Task input ▸
--------

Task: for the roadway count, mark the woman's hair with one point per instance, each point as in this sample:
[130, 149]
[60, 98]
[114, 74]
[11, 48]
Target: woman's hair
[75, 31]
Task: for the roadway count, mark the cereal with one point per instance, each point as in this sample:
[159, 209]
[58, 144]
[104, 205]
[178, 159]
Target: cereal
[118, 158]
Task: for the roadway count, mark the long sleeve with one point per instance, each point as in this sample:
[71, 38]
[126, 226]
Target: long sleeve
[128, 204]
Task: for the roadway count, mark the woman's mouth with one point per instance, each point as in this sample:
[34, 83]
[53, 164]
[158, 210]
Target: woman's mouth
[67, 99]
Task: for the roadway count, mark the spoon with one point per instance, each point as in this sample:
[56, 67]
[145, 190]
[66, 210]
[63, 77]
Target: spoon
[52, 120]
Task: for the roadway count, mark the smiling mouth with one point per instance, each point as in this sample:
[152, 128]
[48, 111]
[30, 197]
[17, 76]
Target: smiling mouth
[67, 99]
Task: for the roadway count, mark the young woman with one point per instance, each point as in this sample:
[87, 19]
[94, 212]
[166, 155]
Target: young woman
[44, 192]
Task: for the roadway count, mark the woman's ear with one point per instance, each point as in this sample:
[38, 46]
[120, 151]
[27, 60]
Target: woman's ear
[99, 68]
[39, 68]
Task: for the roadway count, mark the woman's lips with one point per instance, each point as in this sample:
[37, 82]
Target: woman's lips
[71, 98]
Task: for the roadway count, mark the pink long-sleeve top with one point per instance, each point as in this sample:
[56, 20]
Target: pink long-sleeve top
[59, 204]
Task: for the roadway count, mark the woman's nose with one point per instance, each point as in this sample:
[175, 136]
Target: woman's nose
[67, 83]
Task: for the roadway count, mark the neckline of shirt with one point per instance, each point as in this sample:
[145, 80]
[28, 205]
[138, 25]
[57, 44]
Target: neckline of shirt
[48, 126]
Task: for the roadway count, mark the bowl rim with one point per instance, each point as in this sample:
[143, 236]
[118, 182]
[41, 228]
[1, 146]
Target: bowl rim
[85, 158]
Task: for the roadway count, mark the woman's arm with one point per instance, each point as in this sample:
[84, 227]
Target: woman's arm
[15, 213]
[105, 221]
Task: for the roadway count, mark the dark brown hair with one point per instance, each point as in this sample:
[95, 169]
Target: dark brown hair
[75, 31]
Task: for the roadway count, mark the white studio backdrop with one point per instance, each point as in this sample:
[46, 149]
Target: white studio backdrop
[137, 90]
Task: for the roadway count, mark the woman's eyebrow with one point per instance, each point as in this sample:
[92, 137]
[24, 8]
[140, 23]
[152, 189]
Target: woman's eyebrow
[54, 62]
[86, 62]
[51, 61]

--------

Work to be completed ▸ Give the material above again, word for word.

Solution to this task ▸
Task: for the roadway count, mark the woman's hair with one point per instance, each point as in this sample:
[130, 149]
[60, 98]
[114, 74]
[11, 48]
Target: woman's hair
[75, 31]
Task: for the roadway count, mark the cereal with one point per instance, each point as in this sample:
[159, 209]
[58, 144]
[104, 205]
[178, 159]
Target: cereal
[118, 158]
Task: for the roadway count, mark the long sleeve with one point per instance, each point as in this sample:
[71, 38]
[126, 226]
Target: long sleeve
[128, 204]
Task: for the roadway count, mark the woman's mouth with one point per instance, each point as in this sample:
[34, 83]
[53, 164]
[158, 210]
Target: woman's mouth
[67, 99]
Task: for the roadway count, mark the spoon with one point per instance, each point as in this sample:
[56, 67]
[145, 190]
[66, 210]
[63, 77]
Target: spoon
[52, 120]
Task: for the roadway count, mark the smiling mouth with one point per instance, each point as in this sample:
[152, 128]
[48, 111]
[30, 197]
[17, 76]
Target: smiling mouth
[67, 99]
Task: for the roadway count, mark the young woman with one point per instance, each point as in this sample:
[87, 19]
[94, 212]
[166, 155]
Target: young woman
[44, 192]
Task: for the roadway count, mark the woman's ear with one point per instance, each point as in this sample:
[38, 46]
[120, 151]
[27, 60]
Target: woman's ear
[99, 68]
[39, 68]
Task: for the roadway count, mark the woman's lips with one point per instance, each point as in this sample:
[37, 82]
Target: woman's lips
[71, 98]
Task: for the roadway count, mark the pink long-sleeve top with one point per instance, each point as in this sample:
[56, 20]
Target: pink long-sleeve top
[59, 204]
Task: for the roadway count, mark the woman's nose with one point per instance, each point as in this sample:
[175, 136]
Target: woman's nose
[67, 83]
Task: for the roadway count, mark the neckline of shirt with one point per instance, each point as in this sample:
[145, 80]
[28, 205]
[138, 25]
[57, 44]
Target: neckline of shirt
[48, 126]
Task: for the roadway count, mark the bowl rim with one point per instance, each point as in this sample:
[143, 236]
[118, 182]
[41, 228]
[1, 146]
Target: bowl rim
[85, 158]
Task: for the roadway count, mark the woman's arm with one point per instance, each point as in this sample:
[84, 227]
Target: woman's arm
[15, 213]
[105, 221]
Task: for the roadway count, mark the dark brown hair with one point per instance, each point as in this sample:
[95, 169]
Target: dark brown hair
[75, 31]
Task: for the roadway count, mark the white studio backdrop with one point per instance, each point as in this sample:
[46, 149]
Target: white studio backdrop
[137, 90]
Task: for the roadway count, mark the woman's eyebrow with one point per instance, each point as in this sample:
[92, 137]
[24, 8]
[140, 23]
[152, 189]
Target: woman's eyebrow
[54, 62]
[86, 62]
[51, 61]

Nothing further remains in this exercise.